● Objectif de l'exercice:
Recopiez mot pour mot l'intégralité de l'extrait de texte ci-dessous, consacré au port du masque à l'école et au variant Delta.

● Extrait de texte:

La Société Française de Pédiatrie a demandé vendredi dernier que les enfants scolarisés en primaire puissent être dispensés du port du masque à l’école, à l’intérieur comme à l’extérieur pour la fin de l’année scolaire. Une idée rejetée par de nombreux médecins, alors que l'année scolaire s'arrête le 5 juillet.

"Sécuriser les frontières"

Pour Antoine Flahault, les pays européens dont la France ont quatre leviers pour se protéger d'une croissance exponentielle du variant Delta. "II faut sécuriser les frontières, non pas les fermer, mais protéger les zones 'vertes' des zones 'rouges' où les variants circulent dans la population, en instaurant très rapidement des quarantaines strictes à l'entrée. C'est ce qu'il faudrait faire aujourd'hui avec le Portugal, le Royaume-Uni ou encore la Russie", juge l'épidémiologiste.

De retour du Portugal, classé "vert", les voyageurs français doivent aujourd'hui présenter simplement soit un résultat négatif de test PCR ou de test antigénique ; ou une preuve de vaccination, rappelle le site de l'ambassade de France au Portugal. En revanche, le Royaume-Uni est classé "orange" et pour les non-vaccinés, seuls les motifs impérieux permettent d'entrer en France, selon le site du consulat de France à Londres.

● Enregistrements fournis:
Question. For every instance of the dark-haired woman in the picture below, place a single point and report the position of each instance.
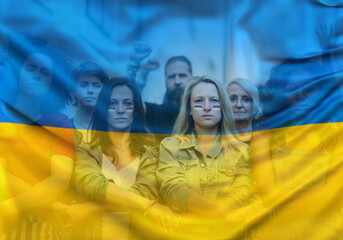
(118, 167)
(88, 78)
(36, 141)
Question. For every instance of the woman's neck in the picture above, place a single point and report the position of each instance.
(243, 126)
(83, 117)
(121, 143)
(205, 139)
(120, 139)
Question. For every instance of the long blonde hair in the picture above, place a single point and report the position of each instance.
(184, 124)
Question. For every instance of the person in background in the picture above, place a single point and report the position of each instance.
(89, 78)
(118, 168)
(37, 145)
(246, 106)
(178, 72)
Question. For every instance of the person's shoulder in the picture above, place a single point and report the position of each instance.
(172, 142)
(56, 120)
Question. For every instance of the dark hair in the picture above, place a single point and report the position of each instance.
(21, 46)
(181, 59)
(89, 68)
(140, 136)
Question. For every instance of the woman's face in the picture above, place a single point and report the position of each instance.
(87, 90)
(241, 102)
(121, 109)
(205, 107)
(35, 75)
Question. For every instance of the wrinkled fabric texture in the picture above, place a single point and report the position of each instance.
(183, 169)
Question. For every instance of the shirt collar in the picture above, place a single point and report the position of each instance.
(192, 143)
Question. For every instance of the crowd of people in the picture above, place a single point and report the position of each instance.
(213, 161)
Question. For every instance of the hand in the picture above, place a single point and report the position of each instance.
(164, 217)
(150, 65)
(326, 36)
(8, 219)
(141, 50)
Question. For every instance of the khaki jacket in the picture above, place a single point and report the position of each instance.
(183, 169)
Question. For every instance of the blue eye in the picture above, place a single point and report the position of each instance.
(129, 109)
(112, 109)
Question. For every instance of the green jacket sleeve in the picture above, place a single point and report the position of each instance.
(88, 178)
(146, 182)
(240, 191)
(172, 177)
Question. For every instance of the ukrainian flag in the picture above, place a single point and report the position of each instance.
(292, 50)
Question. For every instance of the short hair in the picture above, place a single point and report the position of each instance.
(91, 69)
(253, 92)
(181, 59)
(20, 46)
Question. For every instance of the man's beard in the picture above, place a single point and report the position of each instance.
(175, 96)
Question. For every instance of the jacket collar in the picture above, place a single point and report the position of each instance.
(192, 143)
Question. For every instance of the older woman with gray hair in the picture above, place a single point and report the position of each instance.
(245, 103)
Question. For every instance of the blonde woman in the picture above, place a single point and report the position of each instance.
(203, 168)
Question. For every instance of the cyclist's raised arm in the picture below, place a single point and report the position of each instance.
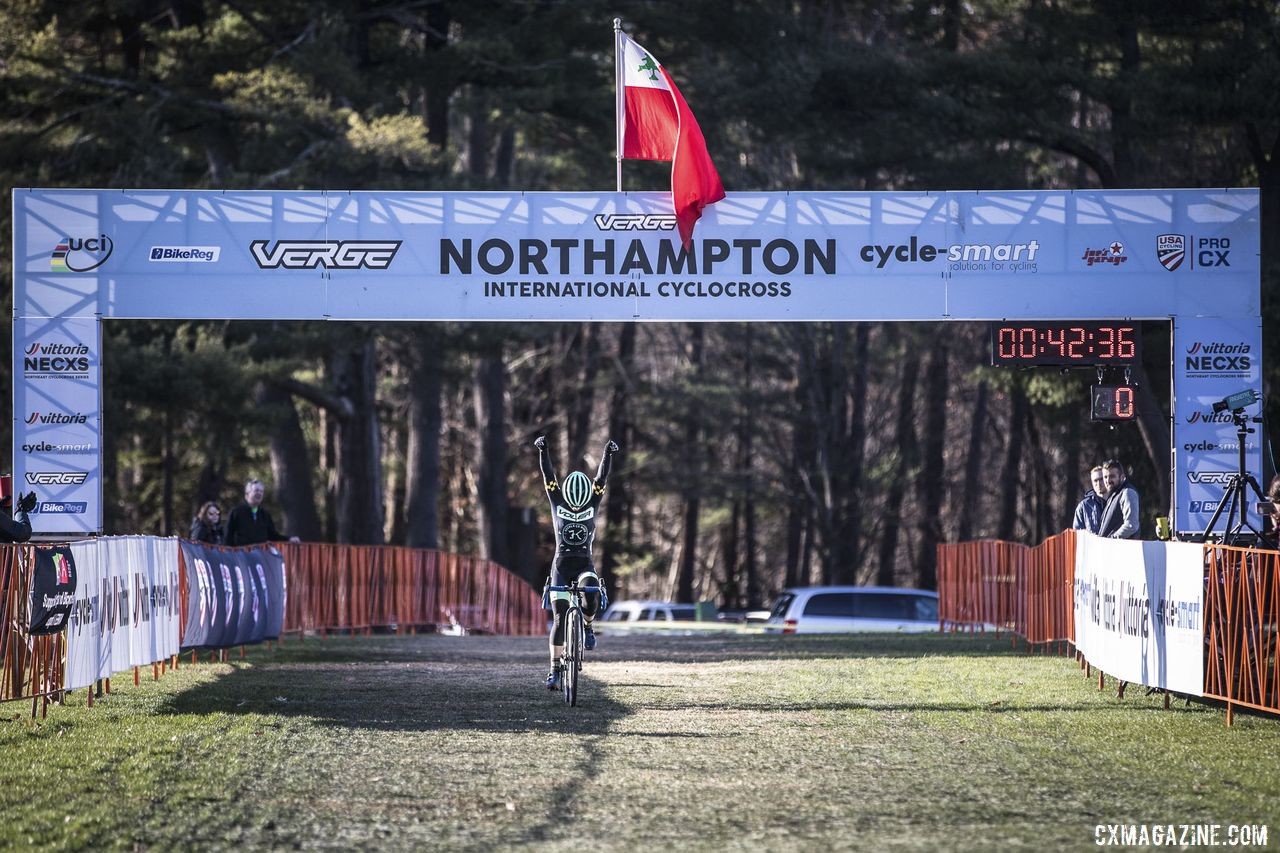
(602, 474)
(544, 461)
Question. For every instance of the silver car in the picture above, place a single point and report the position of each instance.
(848, 610)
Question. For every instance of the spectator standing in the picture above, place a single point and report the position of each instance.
(14, 527)
(1088, 511)
(208, 525)
(250, 523)
(1120, 515)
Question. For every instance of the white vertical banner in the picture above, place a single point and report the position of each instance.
(1214, 357)
(1139, 610)
(56, 423)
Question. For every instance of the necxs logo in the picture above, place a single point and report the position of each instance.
(1210, 478)
(635, 222)
(1219, 357)
(329, 254)
(56, 478)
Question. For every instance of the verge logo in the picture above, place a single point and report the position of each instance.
(56, 418)
(635, 222)
(81, 254)
(184, 254)
(1210, 478)
(56, 478)
(330, 254)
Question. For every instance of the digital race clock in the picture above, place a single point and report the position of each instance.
(1092, 343)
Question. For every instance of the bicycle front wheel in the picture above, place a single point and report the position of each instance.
(574, 647)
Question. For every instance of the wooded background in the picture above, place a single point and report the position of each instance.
(753, 456)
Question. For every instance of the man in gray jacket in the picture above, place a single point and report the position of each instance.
(1120, 515)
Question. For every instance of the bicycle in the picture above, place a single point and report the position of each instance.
(575, 638)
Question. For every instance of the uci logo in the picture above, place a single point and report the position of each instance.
(81, 254)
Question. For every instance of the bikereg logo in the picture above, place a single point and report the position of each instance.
(81, 254)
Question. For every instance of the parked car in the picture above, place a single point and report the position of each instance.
(845, 610)
(649, 611)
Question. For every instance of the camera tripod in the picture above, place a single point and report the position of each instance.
(1235, 496)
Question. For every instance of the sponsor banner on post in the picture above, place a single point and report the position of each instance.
(56, 423)
(236, 597)
(126, 611)
(1214, 359)
(1139, 610)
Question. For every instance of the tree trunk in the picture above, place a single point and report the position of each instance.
(1010, 478)
(489, 391)
(973, 466)
(617, 497)
(932, 480)
(904, 439)
(291, 465)
(689, 552)
(423, 460)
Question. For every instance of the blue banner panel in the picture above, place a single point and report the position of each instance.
(616, 256)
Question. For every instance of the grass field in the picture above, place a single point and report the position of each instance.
(705, 743)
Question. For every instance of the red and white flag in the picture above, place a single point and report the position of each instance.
(657, 124)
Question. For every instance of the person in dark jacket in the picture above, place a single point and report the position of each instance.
(208, 525)
(250, 523)
(16, 527)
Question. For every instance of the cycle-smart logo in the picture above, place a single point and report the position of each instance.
(56, 478)
(635, 222)
(81, 254)
(960, 258)
(329, 254)
(55, 360)
(184, 254)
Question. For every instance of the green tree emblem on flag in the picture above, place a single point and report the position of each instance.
(648, 64)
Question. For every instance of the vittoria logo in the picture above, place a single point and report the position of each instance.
(81, 254)
(635, 222)
(1170, 250)
(330, 254)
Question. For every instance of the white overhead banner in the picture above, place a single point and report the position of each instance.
(83, 255)
(616, 256)
(1139, 610)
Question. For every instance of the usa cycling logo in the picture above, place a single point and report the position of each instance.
(81, 254)
(1210, 478)
(329, 254)
(56, 478)
(635, 222)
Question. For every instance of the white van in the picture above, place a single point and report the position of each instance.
(848, 610)
(649, 611)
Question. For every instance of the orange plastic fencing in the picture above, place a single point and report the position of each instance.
(1004, 585)
(1242, 625)
(330, 587)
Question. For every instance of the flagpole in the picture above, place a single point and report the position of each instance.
(618, 109)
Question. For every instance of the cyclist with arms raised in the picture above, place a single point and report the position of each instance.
(574, 514)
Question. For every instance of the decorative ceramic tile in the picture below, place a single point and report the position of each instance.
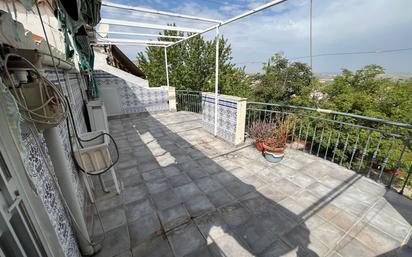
(135, 98)
(40, 170)
(226, 119)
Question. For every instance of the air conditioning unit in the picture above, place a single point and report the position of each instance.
(97, 116)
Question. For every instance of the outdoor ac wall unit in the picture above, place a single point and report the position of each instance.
(97, 116)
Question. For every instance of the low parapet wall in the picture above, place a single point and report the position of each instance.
(231, 116)
(124, 97)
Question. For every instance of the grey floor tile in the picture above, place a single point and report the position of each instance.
(138, 209)
(199, 205)
(186, 239)
(179, 180)
(152, 174)
(173, 217)
(220, 197)
(207, 184)
(132, 194)
(154, 247)
(171, 170)
(165, 199)
(115, 243)
(111, 219)
(143, 229)
(187, 192)
(234, 214)
(157, 185)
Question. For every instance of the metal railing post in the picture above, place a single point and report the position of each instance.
(167, 69)
(216, 79)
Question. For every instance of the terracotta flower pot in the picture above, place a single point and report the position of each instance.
(272, 154)
(276, 150)
(259, 145)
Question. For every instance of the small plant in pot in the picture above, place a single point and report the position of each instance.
(275, 144)
(260, 131)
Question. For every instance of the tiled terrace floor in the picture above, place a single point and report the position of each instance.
(186, 193)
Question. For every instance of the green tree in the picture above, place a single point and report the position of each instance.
(282, 81)
(192, 66)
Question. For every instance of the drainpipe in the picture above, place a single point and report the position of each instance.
(61, 166)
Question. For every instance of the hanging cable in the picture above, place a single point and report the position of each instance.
(80, 140)
(63, 199)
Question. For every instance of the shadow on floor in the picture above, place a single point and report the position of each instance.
(186, 193)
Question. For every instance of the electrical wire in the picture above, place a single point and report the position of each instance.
(55, 97)
(63, 199)
(86, 238)
(80, 140)
(341, 54)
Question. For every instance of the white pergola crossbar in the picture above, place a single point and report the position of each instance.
(146, 10)
(123, 40)
(100, 43)
(195, 31)
(148, 25)
(243, 15)
(141, 34)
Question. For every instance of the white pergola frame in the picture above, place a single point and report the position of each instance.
(167, 44)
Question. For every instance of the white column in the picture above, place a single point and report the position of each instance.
(216, 79)
(167, 69)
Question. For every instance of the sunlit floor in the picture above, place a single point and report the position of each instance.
(187, 193)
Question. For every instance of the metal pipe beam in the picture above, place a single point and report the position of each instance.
(216, 80)
(140, 34)
(147, 25)
(167, 70)
(248, 13)
(146, 10)
(126, 44)
(124, 40)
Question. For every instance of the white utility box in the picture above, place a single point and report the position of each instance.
(97, 116)
(94, 158)
(95, 155)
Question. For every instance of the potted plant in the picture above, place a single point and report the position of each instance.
(275, 144)
(260, 131)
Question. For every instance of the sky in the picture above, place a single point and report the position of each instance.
(339, 26)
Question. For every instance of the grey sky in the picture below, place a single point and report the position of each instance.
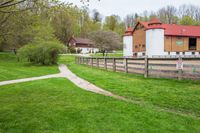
(124, 7)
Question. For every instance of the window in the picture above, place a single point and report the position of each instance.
(192, 43)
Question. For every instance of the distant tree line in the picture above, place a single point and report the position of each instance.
(28, 21)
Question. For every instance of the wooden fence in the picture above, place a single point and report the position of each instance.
(181, 68)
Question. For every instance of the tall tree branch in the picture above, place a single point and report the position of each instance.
(11, 4)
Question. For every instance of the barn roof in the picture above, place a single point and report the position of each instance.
(171, 29)
(128, 32)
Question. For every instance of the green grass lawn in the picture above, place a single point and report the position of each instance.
(56, 105)
(183, 96)
(10, 68)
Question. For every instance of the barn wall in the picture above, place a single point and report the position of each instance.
(139, 41)
(155, 42)
(128, 46)
(198, 44)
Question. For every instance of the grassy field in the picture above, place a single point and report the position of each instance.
(10, 68)
(178, 96)
(56, 105)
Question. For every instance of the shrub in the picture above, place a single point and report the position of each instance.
(45, 53)
(72, 50)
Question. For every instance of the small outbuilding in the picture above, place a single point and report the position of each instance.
(83, 45)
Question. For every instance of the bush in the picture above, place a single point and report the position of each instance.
(45, 53)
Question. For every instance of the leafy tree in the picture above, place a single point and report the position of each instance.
(45, 53)
(106, 40)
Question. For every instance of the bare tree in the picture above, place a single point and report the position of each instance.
(96, 16)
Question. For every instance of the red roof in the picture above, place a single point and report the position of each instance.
(154, 21)
(181, 30)
(129, 32)
(171, 29)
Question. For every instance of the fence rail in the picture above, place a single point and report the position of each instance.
(181, 68)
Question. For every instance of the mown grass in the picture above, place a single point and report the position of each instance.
(179, 96)
(56, 105)
(10, 68)
(117, 54)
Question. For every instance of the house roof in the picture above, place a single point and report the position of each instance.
(82, 40)
(171, 29)
(128, 32)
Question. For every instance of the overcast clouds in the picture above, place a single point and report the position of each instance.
(124, 7)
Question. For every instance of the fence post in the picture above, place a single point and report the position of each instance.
(88, 60)
(146, 64)
(114, 64)
(180, 70)
(105, 63)
(126, 65)
(97, 62)
(92, 62)
(78, 60)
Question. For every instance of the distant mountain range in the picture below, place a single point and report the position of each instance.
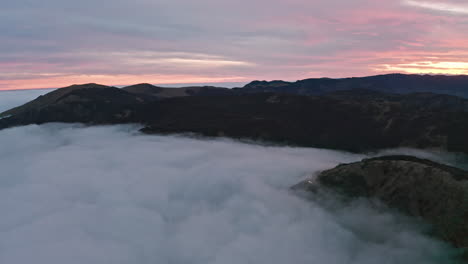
(349, 114)
(390, 83)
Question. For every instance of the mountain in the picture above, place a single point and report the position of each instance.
(390, 83)
(88, 103)
(161, 92)
(433, 192)
(357, 120)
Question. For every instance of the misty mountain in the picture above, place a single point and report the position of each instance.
(355, 120)
(390, 83)
(422, 188)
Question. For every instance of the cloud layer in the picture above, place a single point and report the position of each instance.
(73, 194)
(122, 42)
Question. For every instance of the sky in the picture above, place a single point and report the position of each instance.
(54, 43)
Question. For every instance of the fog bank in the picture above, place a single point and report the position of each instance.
(73, 194)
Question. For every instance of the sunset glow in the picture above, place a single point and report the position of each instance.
(119, 43)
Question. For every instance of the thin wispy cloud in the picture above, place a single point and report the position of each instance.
(440, 6)
(123, 42)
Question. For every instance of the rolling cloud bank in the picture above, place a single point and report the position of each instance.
(73, 194)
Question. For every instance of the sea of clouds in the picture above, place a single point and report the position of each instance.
(71, 194)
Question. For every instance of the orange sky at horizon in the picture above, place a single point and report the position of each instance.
(214, 42)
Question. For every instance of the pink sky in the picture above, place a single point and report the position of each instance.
(121, 42)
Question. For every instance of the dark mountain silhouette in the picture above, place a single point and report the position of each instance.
(430, 191)
(390, 83)
(356, 120)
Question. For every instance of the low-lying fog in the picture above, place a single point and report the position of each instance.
(73, 194)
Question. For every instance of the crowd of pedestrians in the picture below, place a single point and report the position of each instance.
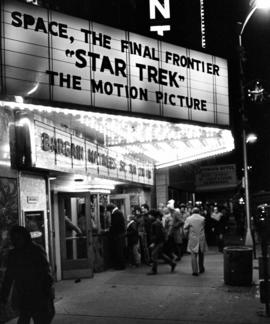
(145, 236)
(167, 232)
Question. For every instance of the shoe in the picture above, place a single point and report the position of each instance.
(120, 268)
(173, 267)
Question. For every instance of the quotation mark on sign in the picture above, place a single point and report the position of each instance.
(181, 78)
(69, 53)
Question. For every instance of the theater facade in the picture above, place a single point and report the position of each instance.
(90, 114)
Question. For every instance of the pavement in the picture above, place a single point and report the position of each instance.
(131, 297)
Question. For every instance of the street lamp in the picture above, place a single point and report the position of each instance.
(257, 4)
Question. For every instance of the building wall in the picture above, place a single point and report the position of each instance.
(33, 198)
(162, 184)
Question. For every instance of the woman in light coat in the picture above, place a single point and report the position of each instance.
(194, 228)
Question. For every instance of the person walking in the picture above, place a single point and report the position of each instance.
(194, 228)
(28, 272)
(175, 238)
(143, 230)
(117, 237)
(133, 241)
(157, 243)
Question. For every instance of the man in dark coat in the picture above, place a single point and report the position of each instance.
(29, 272)
(117, 236)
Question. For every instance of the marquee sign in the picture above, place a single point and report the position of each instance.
(51, 56)
(59, 150)
(215, 177)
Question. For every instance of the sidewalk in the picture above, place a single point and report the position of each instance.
(130, 296)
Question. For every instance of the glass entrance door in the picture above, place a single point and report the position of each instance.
(75, 235)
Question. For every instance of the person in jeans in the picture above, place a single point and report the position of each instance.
(157, 243)
(133, 241)
(29, 272)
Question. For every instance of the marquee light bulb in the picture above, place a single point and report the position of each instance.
(263, 4)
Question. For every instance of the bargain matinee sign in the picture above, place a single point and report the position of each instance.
(52, 56)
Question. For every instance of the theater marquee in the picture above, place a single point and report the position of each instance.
(51, 56)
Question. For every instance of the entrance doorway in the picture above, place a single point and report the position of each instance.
(75, 235)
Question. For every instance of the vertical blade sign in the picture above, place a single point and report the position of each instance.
(164, 10)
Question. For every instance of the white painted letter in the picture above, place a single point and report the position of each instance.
(164, 10)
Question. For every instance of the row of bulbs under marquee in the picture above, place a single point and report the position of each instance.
(159, 142)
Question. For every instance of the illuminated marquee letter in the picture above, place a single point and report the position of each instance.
(164, 11)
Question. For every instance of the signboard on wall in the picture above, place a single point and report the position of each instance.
(58, 150)
(216, 177)
(56, 57)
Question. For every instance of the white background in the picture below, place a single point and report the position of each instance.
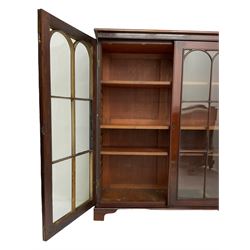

● Réponse attendue:
La Société Française de Pédiatrie a demandé vendredi dernier que les enfants scolarisés en primaire puissent être dispensés du port du masque à l’école, à l’intérieur comme à l’extérieur pour la fin de l’année scolaire. Une idée rejetée par de nombreux médecins, alors que l'année scolaire s'arrête le 5 juillet.

"Sécuriser les frontières"

Pour Antoine Flahault, les pays européens dont la France ont quatre leviers pour se protéger d'une croissance exponentielle du variant Delta. "II faut sécuriser les frontières, non pas les fermer, mais protéger les zones 'vertes' des zones 'rouges' où les variants circulent dans la population, en instaurant très rapidement des quarantaines strictes à l'entrée. C'est ce qu'il faudrait faire aujourd'hui avec le Portugal, le Royaume-Uni ou encore la Russie", juge l'épidémiologiste.

De retour du Portugal, classé "vert", les voyageurs français doivent aujourd'hui présenter simplement soit un résultat négatif de test PCR ou de test antigénique ; ou une preuve de vaccination, rappelle le site de l'ambassade de France au Portugal. En revanche, le Royaume-Uni est classé "orange" et pour les non-vaccinés, seuls les motifs impérieux permettent d'entrer en France, selon le site du consulat de France à Londres.